* _ASSIGNMENT_
Go through the entries below and print each one exactly.
== THE RECORDS ==
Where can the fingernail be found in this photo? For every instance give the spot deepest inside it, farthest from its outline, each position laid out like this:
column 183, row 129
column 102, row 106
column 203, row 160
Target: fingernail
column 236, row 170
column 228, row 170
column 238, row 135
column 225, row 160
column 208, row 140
===
* _RESULT OF THIS EXERCISE_
Where can the fingernail be found in this photo? For every instance give the spot deepest inside it, farthest from its outline, each position laid out like this:
column 183, row 129
column 102, row 106
column 203, row 160
Target: fingernail
column 236, row 170
column 228, row 170
column 238, row 135
column 225, row 160
column 208, row 140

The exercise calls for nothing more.